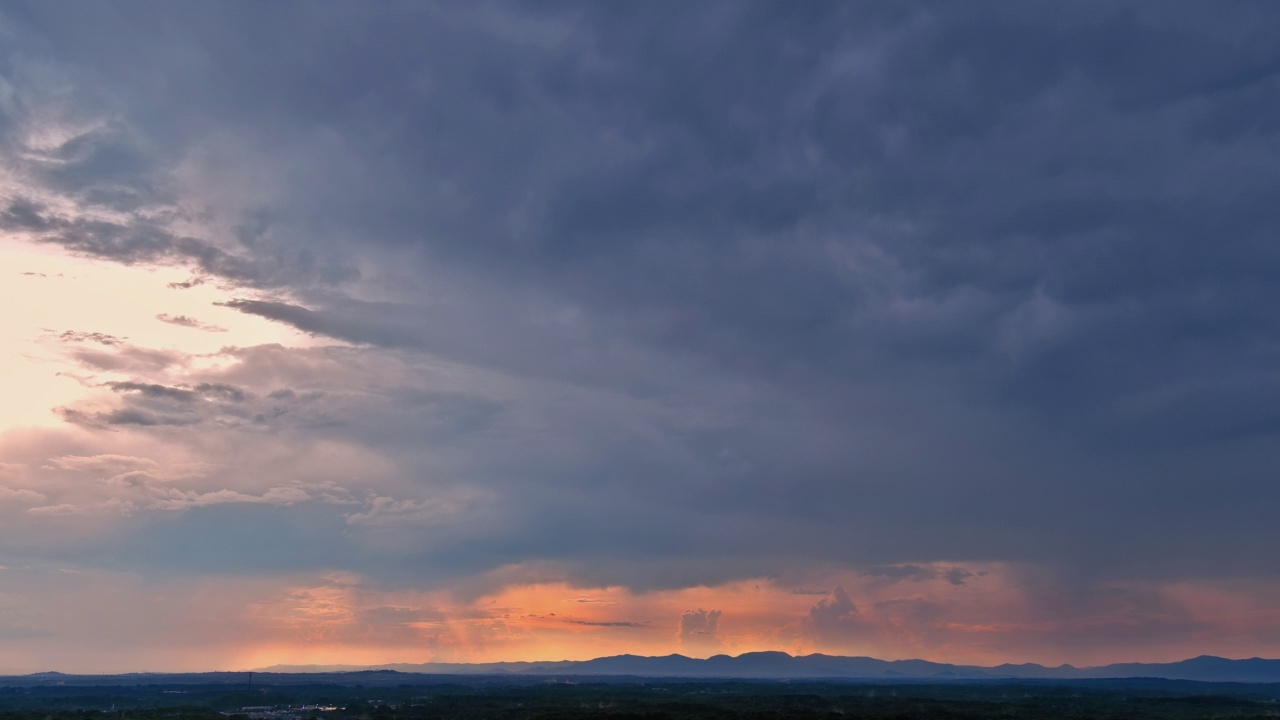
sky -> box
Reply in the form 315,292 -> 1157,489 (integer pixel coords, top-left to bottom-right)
0,0 -> 1280,673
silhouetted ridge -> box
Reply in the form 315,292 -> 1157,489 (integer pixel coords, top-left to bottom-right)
247,651 -> 1280,683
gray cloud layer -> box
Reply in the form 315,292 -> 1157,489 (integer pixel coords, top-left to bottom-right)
0,3 -> 1280,597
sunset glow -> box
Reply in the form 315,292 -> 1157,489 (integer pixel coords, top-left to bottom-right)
0,0 -> 1280,673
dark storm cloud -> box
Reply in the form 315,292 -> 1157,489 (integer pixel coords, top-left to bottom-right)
0,3 -> 1280,594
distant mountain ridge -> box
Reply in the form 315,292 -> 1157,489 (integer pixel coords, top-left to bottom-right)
255,651 -> 1280,683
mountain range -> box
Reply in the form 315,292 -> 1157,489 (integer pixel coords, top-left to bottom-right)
255,652 -> 1280,683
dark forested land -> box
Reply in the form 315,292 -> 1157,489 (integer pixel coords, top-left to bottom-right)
0,674 -> 1280,720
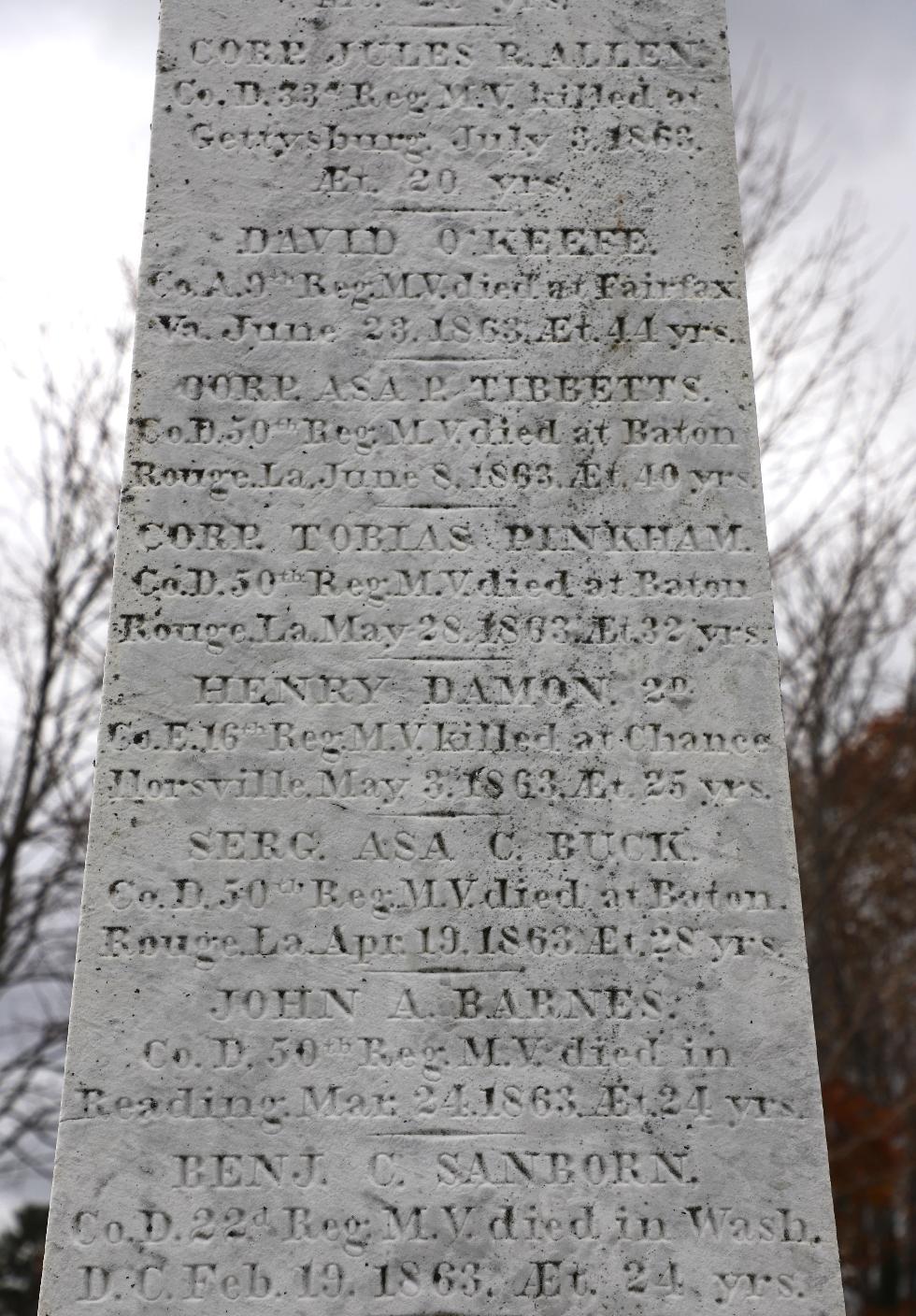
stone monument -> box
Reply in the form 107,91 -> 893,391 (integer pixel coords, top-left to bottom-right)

##############################

Instructions to follow >>
Render every one of the items above as a numbered list with one line per entry, skipping any blank lines. Leave the pictures out.

Answer to the problem >>
1. sky -> box
2. Reply in the form 315,292 -> 1157,489 (integer pixel coords, top-left to bottom-right)
3. 0,0 -> 1280,673
4. silhouetted ridge -> box
5. Reply in the form 315,292 -> 1157,489 (integer pixel coords, top-left to bottom-right)
6. 247,651 -> 1280,683
7. gray cloud layer -> box
8. Reply in the form 315,292 -> 1157,489 (integer pixel coords, top-left to bottom-right)
9. 0,3 -> 1280,597
10. sunset glow -> box
11. Reply in the form 315,292 -> 1157,489 (integer pixel coords, top-left to bottom-right)
12. 0,0 -> 1280,673
13. dark storm cloud -> box
14. Reply in the form 315,292 -> 1157,489 (integer pixel coords, top-left to bottom-right)
15. 0,3 -> 1280,594
16. distant mountain ridge -> box
17. Reply in the form 315,292 -> 1157,489 (integer pixel coords, top-left to bottom-right)
18. 255,651 -> 1280,683
19. mountain range -> box
20. Reply in the form 315,292 -> 1157,489 (integer pixel coords, top-left to bottom-right)
21. 255,652 -> 1280,683
22. dark forested land -> box
23. Reply in the form 315,292 -> 1157,489 (integer pixel coords, top-left to bottom-right)
24. 0,674 -> 1280,720
25. stone monument -> box
26. Reply in the form 107,91 -> 893,391 (integer pixel coords, top-left to bottom-right)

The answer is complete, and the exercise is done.